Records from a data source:

======

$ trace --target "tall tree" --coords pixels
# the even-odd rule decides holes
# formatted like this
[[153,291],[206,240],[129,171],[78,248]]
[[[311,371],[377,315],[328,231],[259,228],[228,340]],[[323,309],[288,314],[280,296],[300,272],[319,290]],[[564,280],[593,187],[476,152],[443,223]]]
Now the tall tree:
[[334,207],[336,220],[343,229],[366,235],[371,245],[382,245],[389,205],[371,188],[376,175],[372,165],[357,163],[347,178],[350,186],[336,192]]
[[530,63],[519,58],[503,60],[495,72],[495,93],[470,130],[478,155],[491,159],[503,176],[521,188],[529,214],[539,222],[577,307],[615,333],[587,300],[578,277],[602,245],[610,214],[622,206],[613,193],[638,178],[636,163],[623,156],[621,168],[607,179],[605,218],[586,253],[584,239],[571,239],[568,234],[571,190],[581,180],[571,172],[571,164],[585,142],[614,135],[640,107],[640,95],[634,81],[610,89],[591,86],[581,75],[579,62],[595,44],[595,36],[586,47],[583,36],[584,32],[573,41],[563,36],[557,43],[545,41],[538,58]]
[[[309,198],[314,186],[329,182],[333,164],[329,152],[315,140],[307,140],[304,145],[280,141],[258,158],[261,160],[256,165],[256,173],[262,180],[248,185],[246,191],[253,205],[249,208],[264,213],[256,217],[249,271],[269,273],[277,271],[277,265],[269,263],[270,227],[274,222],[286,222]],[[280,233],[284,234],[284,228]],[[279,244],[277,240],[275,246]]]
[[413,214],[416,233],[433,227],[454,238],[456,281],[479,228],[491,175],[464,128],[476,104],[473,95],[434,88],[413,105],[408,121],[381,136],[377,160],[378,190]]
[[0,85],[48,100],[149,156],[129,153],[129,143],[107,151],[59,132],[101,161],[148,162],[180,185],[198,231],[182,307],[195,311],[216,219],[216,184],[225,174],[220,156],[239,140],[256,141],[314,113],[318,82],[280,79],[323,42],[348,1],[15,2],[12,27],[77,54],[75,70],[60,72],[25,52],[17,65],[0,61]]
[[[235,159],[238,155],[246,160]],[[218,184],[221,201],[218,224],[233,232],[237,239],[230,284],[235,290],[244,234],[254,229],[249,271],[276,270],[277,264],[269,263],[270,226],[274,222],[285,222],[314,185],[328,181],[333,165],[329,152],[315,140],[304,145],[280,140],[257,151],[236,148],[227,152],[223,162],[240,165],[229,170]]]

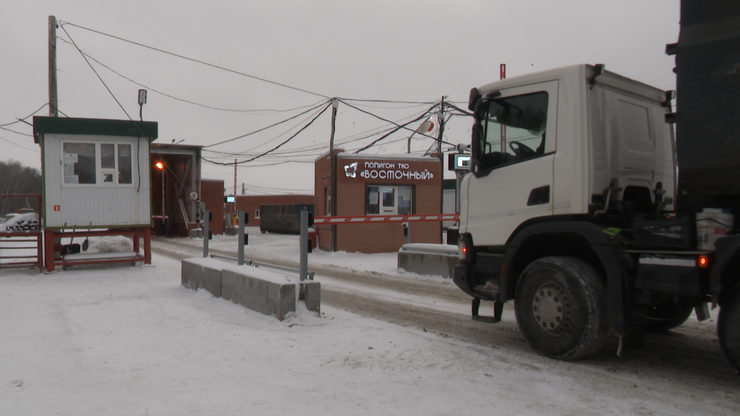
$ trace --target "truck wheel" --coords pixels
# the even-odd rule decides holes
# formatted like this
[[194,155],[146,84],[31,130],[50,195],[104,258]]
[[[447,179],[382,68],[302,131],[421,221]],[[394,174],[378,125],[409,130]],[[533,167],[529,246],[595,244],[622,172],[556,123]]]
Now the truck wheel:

======

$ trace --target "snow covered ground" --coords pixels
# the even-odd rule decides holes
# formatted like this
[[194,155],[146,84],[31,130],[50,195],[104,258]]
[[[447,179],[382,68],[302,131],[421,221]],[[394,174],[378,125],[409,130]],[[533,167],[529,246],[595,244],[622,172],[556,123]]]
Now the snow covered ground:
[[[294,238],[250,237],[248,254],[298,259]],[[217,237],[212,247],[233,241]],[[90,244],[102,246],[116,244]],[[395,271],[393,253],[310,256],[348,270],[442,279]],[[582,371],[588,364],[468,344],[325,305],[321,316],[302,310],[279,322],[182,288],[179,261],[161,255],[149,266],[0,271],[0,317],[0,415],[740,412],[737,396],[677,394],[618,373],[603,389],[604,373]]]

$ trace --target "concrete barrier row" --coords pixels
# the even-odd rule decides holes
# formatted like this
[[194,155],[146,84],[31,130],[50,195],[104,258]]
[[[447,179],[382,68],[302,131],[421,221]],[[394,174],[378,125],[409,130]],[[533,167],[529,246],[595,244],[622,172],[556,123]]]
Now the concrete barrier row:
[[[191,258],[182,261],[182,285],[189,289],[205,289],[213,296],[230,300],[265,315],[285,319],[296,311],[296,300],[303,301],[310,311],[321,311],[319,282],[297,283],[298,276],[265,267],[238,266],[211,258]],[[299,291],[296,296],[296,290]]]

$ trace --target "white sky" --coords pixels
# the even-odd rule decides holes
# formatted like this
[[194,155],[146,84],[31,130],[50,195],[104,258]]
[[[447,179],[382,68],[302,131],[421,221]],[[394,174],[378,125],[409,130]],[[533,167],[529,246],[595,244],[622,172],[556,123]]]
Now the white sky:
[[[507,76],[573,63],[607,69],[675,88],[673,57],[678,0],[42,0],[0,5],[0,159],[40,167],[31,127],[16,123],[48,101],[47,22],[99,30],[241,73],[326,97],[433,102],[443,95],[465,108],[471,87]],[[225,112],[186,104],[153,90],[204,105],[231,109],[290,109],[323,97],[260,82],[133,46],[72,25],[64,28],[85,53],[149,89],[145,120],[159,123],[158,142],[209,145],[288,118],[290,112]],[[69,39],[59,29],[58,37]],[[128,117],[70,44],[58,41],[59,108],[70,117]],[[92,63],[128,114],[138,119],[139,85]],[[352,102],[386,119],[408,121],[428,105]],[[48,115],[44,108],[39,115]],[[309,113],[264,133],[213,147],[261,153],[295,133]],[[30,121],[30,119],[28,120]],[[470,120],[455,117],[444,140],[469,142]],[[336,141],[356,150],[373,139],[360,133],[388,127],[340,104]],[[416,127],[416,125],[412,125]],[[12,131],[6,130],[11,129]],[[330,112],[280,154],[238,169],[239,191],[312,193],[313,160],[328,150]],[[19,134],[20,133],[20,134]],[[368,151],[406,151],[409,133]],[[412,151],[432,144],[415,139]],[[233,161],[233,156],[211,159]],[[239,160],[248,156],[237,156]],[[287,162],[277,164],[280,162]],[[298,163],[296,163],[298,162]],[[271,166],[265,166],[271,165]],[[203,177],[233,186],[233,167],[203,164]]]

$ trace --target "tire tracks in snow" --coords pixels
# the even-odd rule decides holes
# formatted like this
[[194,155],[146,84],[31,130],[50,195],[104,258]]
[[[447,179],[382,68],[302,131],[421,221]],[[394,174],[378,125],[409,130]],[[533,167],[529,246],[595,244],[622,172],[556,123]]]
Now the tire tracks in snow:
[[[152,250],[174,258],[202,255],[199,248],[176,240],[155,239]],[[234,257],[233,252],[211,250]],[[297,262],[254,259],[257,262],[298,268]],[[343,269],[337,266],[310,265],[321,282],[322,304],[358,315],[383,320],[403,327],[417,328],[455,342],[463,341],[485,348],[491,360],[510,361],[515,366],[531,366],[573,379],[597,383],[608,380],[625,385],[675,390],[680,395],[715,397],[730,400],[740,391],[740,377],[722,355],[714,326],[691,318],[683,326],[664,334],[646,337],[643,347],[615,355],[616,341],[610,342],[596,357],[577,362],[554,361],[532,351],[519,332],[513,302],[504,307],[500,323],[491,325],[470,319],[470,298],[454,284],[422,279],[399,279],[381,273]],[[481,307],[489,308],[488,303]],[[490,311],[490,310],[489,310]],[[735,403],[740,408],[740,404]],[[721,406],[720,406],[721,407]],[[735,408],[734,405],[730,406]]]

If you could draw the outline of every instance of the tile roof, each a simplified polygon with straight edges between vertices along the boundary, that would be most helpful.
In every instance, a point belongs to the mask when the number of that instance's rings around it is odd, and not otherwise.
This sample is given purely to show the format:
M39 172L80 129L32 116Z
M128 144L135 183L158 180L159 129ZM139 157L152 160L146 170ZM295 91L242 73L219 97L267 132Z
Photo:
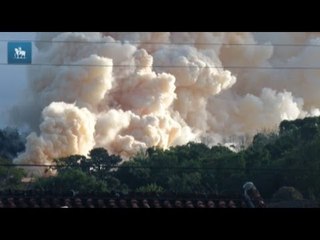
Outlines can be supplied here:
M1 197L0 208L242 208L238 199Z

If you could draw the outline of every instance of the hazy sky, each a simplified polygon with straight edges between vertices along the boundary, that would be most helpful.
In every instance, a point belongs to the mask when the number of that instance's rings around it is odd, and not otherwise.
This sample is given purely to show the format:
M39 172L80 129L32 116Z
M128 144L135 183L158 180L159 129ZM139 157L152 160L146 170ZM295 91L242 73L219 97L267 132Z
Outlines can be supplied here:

======

Exercise prompt: How many lines in these entries contain the string "edges"? State the number and nothing more.

Reply: 2